→ **DESCRIPTION OF THE TASK**: Can you rewrite the stretch of the listing from the line containing "Note to the class: point to the blue surgical" through the end of the listing, keeping every line, including the requests, but raising each coordinate value in the answers by 136?

→ **RECORDS SUPPLIED**:
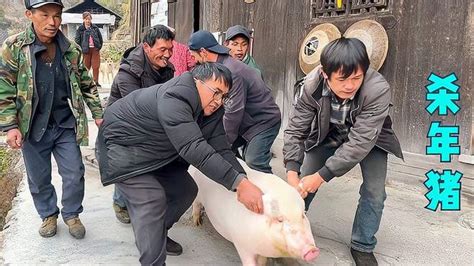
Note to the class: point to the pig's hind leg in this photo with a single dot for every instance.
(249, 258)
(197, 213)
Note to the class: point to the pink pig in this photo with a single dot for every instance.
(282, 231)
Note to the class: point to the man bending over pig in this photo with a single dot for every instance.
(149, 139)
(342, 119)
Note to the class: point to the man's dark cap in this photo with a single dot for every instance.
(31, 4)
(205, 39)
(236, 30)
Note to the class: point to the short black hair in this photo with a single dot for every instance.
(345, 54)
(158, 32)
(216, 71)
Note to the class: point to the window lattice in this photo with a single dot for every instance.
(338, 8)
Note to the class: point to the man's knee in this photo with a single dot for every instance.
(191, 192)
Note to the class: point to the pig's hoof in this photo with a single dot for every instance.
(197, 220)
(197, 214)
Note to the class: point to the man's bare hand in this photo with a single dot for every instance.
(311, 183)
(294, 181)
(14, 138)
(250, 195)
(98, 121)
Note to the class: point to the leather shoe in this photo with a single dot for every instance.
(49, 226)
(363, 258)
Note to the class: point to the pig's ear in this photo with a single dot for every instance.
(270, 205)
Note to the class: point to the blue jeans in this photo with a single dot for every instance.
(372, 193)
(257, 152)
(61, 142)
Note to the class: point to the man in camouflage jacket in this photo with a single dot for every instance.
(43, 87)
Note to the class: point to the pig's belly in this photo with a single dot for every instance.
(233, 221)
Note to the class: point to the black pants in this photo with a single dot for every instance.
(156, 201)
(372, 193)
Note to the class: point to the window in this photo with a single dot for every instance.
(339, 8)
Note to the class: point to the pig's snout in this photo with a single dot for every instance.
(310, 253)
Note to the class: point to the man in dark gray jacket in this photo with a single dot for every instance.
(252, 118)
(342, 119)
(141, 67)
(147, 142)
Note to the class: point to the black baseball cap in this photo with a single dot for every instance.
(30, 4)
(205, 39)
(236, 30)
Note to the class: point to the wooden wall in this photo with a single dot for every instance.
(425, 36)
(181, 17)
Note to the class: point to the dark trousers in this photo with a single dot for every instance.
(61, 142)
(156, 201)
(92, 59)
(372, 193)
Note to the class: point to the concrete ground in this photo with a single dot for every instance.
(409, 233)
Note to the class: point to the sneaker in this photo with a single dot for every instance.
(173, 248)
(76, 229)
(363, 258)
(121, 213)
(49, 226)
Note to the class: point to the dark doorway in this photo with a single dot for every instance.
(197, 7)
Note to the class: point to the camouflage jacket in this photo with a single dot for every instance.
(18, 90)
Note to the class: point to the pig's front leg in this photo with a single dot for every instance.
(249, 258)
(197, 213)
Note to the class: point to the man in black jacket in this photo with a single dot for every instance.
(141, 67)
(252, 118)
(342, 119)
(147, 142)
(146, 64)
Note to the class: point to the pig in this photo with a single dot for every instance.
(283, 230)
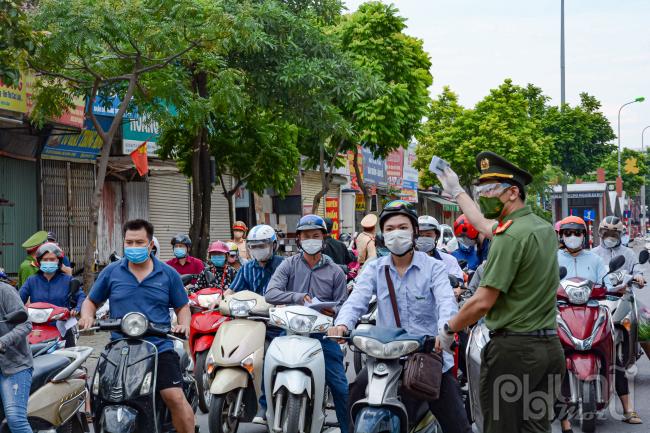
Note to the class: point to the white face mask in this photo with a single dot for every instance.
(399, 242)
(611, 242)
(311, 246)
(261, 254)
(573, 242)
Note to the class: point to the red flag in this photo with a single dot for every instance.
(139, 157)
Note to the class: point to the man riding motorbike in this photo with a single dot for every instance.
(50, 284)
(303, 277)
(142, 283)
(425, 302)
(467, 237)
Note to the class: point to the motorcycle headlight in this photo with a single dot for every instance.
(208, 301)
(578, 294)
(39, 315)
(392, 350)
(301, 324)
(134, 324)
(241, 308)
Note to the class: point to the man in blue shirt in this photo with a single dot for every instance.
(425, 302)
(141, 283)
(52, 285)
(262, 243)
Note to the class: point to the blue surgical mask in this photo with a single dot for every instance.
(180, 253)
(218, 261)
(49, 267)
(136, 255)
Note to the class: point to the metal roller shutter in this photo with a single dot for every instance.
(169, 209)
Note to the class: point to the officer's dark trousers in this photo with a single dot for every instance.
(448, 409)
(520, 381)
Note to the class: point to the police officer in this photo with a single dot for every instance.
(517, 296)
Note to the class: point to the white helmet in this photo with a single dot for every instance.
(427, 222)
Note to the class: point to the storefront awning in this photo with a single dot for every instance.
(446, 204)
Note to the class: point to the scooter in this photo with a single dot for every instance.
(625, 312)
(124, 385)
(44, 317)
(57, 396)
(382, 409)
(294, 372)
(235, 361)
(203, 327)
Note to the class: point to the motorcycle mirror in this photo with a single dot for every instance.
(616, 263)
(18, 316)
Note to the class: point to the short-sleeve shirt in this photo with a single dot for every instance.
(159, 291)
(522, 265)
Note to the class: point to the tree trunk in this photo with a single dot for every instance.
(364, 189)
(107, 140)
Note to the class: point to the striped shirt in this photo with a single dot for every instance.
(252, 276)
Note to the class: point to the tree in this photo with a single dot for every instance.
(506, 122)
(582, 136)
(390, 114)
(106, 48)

→ **RESULT OF THE TASK**:
Note to the class: point to the blue surgical mask in this photo with a single dot for every instance.
(316, 389)
(354, 397)
(185, 403)
(272, 391)
Note to the class: point to the metal roller shutter in this photo with a single dot for every instance.
(305, 345)
Note to the class: point to the officer's dark trousers in this photo with a single dot for every instance.
(584, 545)
(656, 517)
Note to the class: point to the police officer in this photo with a single dot for every instance.
(653, 432)
Note to the class: point to the white helmet in this photo with a single dot for every instance.
(563, 358)
Note to the class: point to the storefront awning in this photo with a single dot for every instance.
(582, 340)
Note to the class: point to the scooter in this photo with a single dot for every instance.
(761, 448)
(260, 521)
(180, 453)
(193, 532)
(518, 545)
(430, 508)
(371, 497)
(339, 463)
Note to the class: point to the motorcycle mirror in this photo with a single dot for every instance.
(752, 399)
(154, 452)
Note to the class: point to the short-sleeve shirt in this photo with a single dot for every instance.
(295, 427)
(658, 401)
Note to the class: point to the tree trunk in this photo with a single dot for every instance.
(500, 325)
(243, 276)
Note to the class: point to the striped shirt in this photo with a single dot for every instance.
(388, 412)
Note to the class: point to the tree in this photo with a single dot for every instance.
(642, 258)
(718, 272)
(526, 250)
(242, 184)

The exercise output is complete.